=== TEXT EXTRACT ===
— START —

I mean, didn't that "Picken's plan" go under cause his 2 million dollars a piece windmills could only power 500 homes each and 2000 of them plus the 10 trillion dollar overhaul of the National Grid to allow for things like conversion of short distance power like Windmills to intergrate into it was already "out of US budget" before they decided to jack the price of oil,gas,desiel,jet fuel via taxes for the November 2007 Cap and Trade known as the "Biofuel Initative" that caused a spending drop in Travel Industry first then eventually led to the Mortgage Insurase Crises as laid off and fired people, in Travel Industry first,couldn't pay their morgage in droves then retail market spending drop (especially around tourist sites/vacation spots), then nobody wanted to buy a SUV at almost $5 a gallon via the "cap and Trade" so GM and Chryster heavily steeped in SUV making loss money leading to them almost "going under" and eventually October 2008 came about and it wasn't "Global Warming Armegedon" every 20 minutes by the media unless Congress does something but "World Economic Meltdown Armegedon" every 20 minutes unless Congress does something?
Also doesn't Spain and Greece pride themselves in "Green Tech"?
Really hurts not having all that oil,gas, disel tax to pay your loans for your welfare state...doesn't it?
US Feds make more in a day in fossil fuel taxes then Big Oil makes in a quater as "Croney Contractors" (Obama could stop drilling in gulf cause US Feds own US oil deposits, BP Horizon was Contracted,given 10 million severence with the boot,pulled anchor and went to drill oil for Brazillian Government)

— END —

=== WRITTEN INSTRUCTION 1 ===
Scale the rows, restating everything from the line containing "Mark one point on each instance of the shoulder" down to the last row, with both ends included and every line given again, requests included. Multiply each coordinate in the answers by 2.4 and round to a whole number, with halves rounding up.

=== RECORDS TO USE ===

— START —

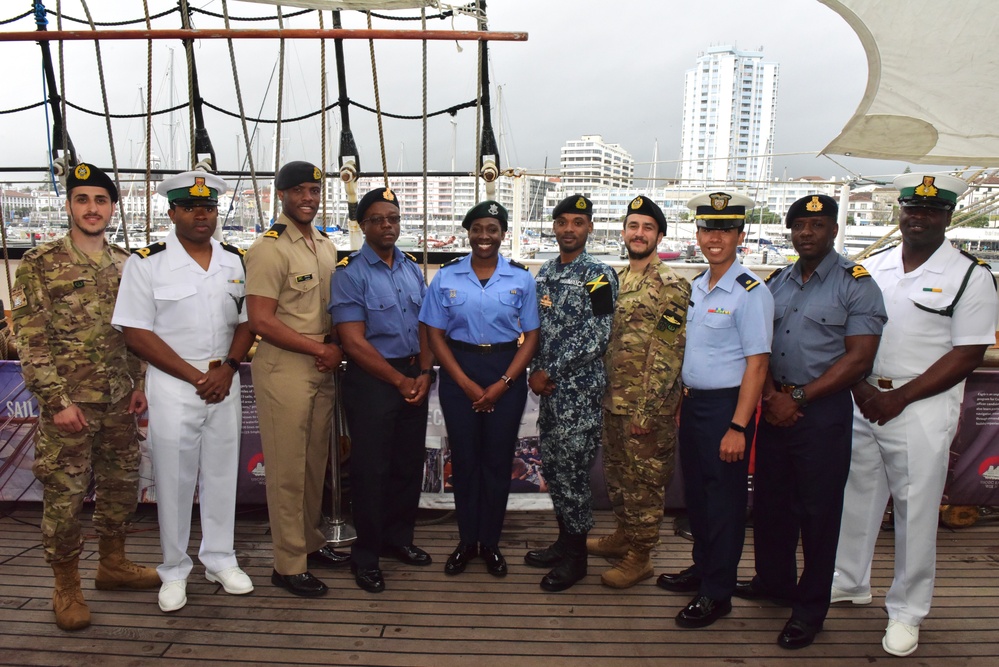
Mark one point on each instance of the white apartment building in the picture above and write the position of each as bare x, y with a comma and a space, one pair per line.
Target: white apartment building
729, 110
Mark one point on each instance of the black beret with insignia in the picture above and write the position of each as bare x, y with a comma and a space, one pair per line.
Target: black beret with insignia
378, 194
642, 205
812, 206
296, 173
486, 209
575, 204
88, 174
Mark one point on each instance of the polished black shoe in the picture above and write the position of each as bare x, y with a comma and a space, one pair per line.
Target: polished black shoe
328, 557
409, 554
303, 584
797, 634
681, 582
370, 579
459, 558
702, 612
495, 563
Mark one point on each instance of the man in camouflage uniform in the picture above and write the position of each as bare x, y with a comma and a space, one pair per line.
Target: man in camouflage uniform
89, 391
643, 372
576, 305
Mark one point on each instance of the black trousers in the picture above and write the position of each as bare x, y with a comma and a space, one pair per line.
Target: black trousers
799, 479
388, 448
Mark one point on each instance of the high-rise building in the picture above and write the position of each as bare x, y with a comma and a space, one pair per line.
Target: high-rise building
589, 163
729, 107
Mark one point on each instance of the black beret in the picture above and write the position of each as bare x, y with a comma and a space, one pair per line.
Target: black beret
575, 204
376, 195
812, 206
296, 173
645, 206
486, 209
88, 174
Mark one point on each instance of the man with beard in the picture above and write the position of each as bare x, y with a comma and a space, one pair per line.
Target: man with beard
643, 393
180, 307
941, 318
376, 297
89, 390
828, 317
288, 272
576, 296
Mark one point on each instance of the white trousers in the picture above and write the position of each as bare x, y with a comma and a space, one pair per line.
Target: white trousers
185, 435
906, 459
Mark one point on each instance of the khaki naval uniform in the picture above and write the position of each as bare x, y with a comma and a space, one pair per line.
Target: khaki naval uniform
294, 399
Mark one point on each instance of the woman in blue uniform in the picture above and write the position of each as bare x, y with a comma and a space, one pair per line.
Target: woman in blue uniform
476, 309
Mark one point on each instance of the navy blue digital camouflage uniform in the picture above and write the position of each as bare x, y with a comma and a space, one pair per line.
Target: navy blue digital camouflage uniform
576, 307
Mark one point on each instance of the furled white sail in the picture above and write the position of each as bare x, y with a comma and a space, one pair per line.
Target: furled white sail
931, 95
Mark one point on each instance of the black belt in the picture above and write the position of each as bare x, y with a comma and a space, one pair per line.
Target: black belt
690, 392
481, 349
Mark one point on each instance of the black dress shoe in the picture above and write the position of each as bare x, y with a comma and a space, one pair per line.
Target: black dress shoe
370, 579
702, 612
303, 584
495, 563
681, 582
409, 554
329, 557
459, 558
797, 634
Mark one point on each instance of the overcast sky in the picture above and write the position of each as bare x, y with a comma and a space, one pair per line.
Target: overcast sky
609, 68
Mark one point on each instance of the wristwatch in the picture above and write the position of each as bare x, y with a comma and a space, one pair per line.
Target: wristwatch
798, 396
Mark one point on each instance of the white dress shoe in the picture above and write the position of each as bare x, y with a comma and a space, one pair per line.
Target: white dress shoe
233, 580
839, 595
173, 595
900, 639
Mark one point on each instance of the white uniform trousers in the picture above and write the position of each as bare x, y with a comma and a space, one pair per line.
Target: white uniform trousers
186, 434
907, 459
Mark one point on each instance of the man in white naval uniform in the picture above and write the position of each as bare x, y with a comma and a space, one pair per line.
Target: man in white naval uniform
942, 309
180, 306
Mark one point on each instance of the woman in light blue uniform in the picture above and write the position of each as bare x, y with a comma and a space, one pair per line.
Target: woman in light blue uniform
476, 309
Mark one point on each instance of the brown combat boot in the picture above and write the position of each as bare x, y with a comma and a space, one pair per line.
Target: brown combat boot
71, 609
628, 571
614, 545
115, 571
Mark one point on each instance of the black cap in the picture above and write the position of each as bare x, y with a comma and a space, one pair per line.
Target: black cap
376, 195
296, 173
812, 206
88, 174
575, 204
645, 206
486, 209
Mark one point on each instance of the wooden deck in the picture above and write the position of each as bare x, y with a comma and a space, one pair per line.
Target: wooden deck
427, 618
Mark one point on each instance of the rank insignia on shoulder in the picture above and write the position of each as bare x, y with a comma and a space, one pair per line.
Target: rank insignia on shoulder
275, 231
748, 281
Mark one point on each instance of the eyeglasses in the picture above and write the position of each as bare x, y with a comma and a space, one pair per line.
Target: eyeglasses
378, 220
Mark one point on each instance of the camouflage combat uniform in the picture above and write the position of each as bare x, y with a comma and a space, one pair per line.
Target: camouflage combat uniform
576, 306
643, 372
61, 307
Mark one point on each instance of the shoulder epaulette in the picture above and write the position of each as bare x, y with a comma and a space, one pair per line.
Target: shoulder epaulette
276, 230
234, 249
160, 246
748, 281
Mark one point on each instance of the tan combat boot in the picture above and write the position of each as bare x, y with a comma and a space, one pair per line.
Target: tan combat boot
614, 545
628, 571
115, 570
71, 609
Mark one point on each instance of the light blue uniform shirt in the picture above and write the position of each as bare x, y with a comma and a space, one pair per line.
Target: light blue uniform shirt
497, 313
386, 299
724, 326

— END —

=== WRITTEN INSTRUCTION 2 ===
Pick up the comment on fuel taxes and green energy after its last sentence and continue it.

=== EXERCISE OUTPUT 1 ===
Mark one point on each instance of the shoulder epaulette in the picture above and write the position of each as bare x, y with a comma and a space, one pair per line.
Target: shoulder epaulette
662, 552
562, 598
384, 590
1795, 674
Mark one point on each instance of the tan combat boot in the picture above and write the position of each as bare x, y with a comma and a space, one pair per line.
Target: tan combat boot
1474, 1308
1507, 1370
276, 1368
170, 1462
Mark one point on each instance of the light blue uniform shirt in the picture above and write the position of each as bare x, y with a comma and a space, one pair per line.
Target: light blue uniform shirt
1193, 751
926, 718
1738, 782

=== EXERCISE OUTPUT 2 ===
They (US Feds) are hurting a little in tax income between the November 2007 US Cap&Trade(near "World Economic Meltdown" causer)and June 2009Cap&Trade (World Economic Recession causer) and American public is hurting a lot thus the lame attempt to lower gas prices before November via releasing US oil reserves
"I mean, didn't that "Picken's plan" go under cause his 2 million dollars a piece windmills could only power 500 homes each..."
Hmmm... that comes to $4000 per home.
Honeywell has a residential windmill that attaches to the top of your house. The design is rated at 166 kilowatts a month and operates in winds of only 4 MPH. It costs about $4500.
I am highly skeptical of large, ridiculously expensive projects. Residential power generation is the best way to go.
Climate Change : Man-made or Beyond Man's control? touchy subject.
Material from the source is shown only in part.